### TAREFA PROPOSTA A
Repita com exatidão todas as linhas do bloco 1, que aparecem mais adiante, depois da página, deixando as imagens fora da resposta.

### PÁGINA
■ ■ ■ ■ ■ ■ ■

36' Finalmente o Real toma a bola. Belo passe de Zidane para Roberto Carlos, que avança pela esquerda, mas não há ninguém para finalizar.
37' Ronaldinho bate direto, Casillas defende.
39' De novo Ronaldinho. Passa para Salgado, mas a tentativa para Messi não dá em nada.
40' Sempre o Gaúcho. Avança pela esquerda, passa pela defesa, lança para a área. Messi cabeceia, mas a bola passa longe da trave.
45' Eto'o na área. Casillas salva novamente o Real.
46' Cartão amarelo para Salgado. Reclamações.
Termina o primeiro tempo.
O Real Madrid não existe em campo. O Barcelona está avançando como um rolo compressor. Belo jogo, velocidade vertiginosa. Eto'o é quase infalível. Respondeu aos assobios com o gol. Messi brilhou. Aos 18 anos, no seu primeiro clássico, mostra maturidade e responsabilidade raras. E o que dizer de Ronaldinho? Já fez uma série de passes e de ataques de arrepiar a defesa branca. Para que hoje uma parte joga e a outra observa, admirada, as invenções dos adversários fora-de-série. Valdés praticamente não teve trabalho. São Casillas, mais uma vez, salvou a pele do urso branco. Se nestes 15 minutos Luxemburgo não encontrar uma saída miraculosa, este primeiro clássico do ano pode jogar um balde de água fria nas esperanças do Real.

■ ■ ■ ■ ■ ■ ■

### TAREFA PROPOSTA B
Reescreva o trecho do relato da partida que vai de "39' De novo" até "longe da trave.", inclusive, substituindo "Messi" por "Lionel Messi".

■ ■ ■ ■ ■ ■ ■

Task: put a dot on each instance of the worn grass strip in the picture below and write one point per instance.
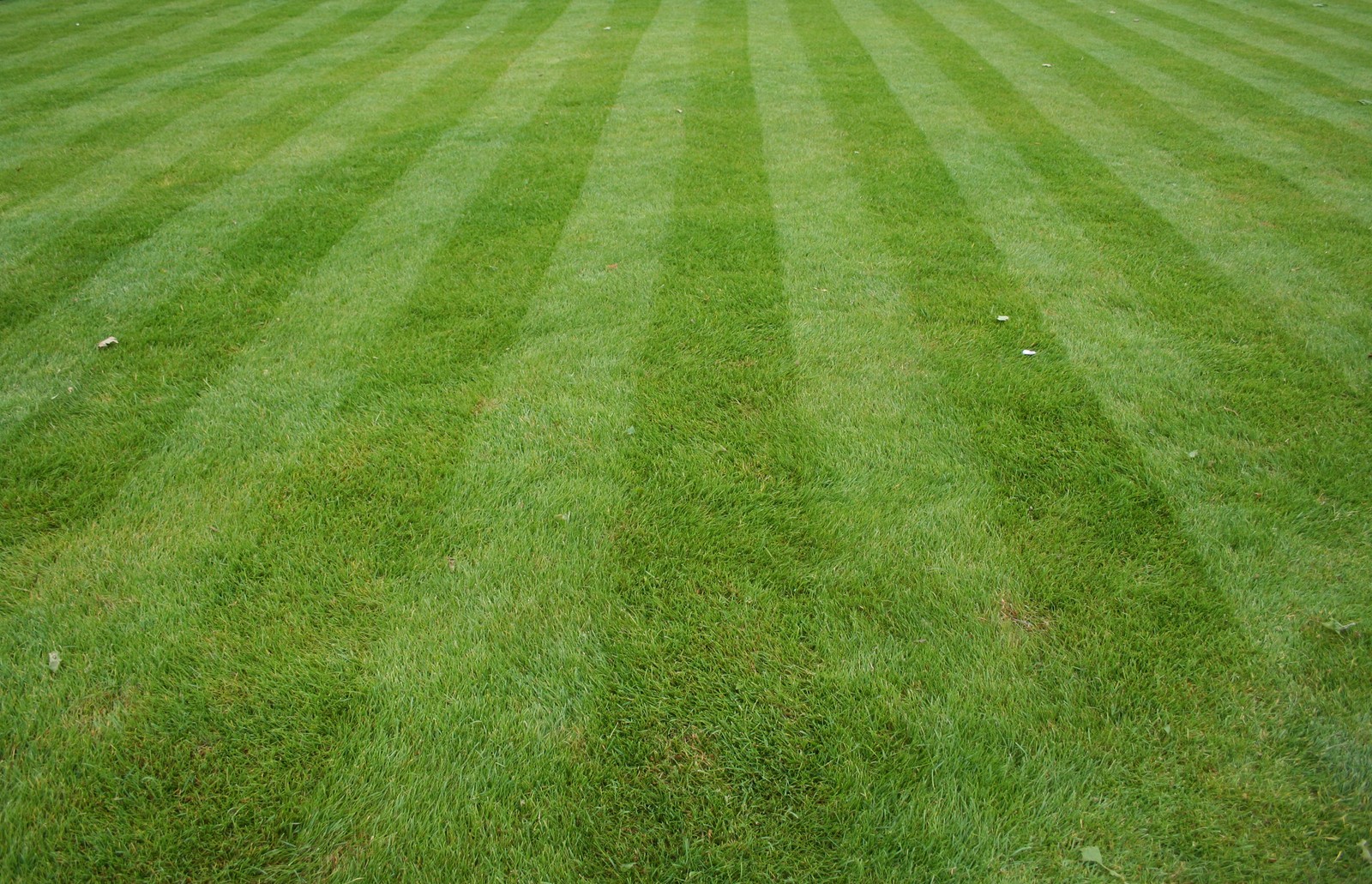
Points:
(1338, 20)
(708, 753)
(1324, 73)
(48, 354)
(1134, 630)
(269, 111)
(1321, 310)
(55, 460)
(89, 134)
(196, 767)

■ ■ ■ ■ ■ ■ ■

### RESPOSTA ESPERADA A
Task: put a dot on each instance of the worn grass strip in the picture below and write one point per instance.
Points:
(1338, 20)
(708, 753)
(1324, 73)
(48, 354)
(1134, 630)
(269, 111)
(1321, 310)
(55, 460)
(89, 134)
(196, 767)

### RESPOSTA ESPERADA B
39' De novo Ronaldinho. Passa para Salgado, mas a tentativa para Lionel Messi não dá em nada.
40' Sempre o Gaúcho. Avança pela esquerda, passa pela defesa, lança para a área. Lionel Messi cabeceia, mas a bola passa longe da trave.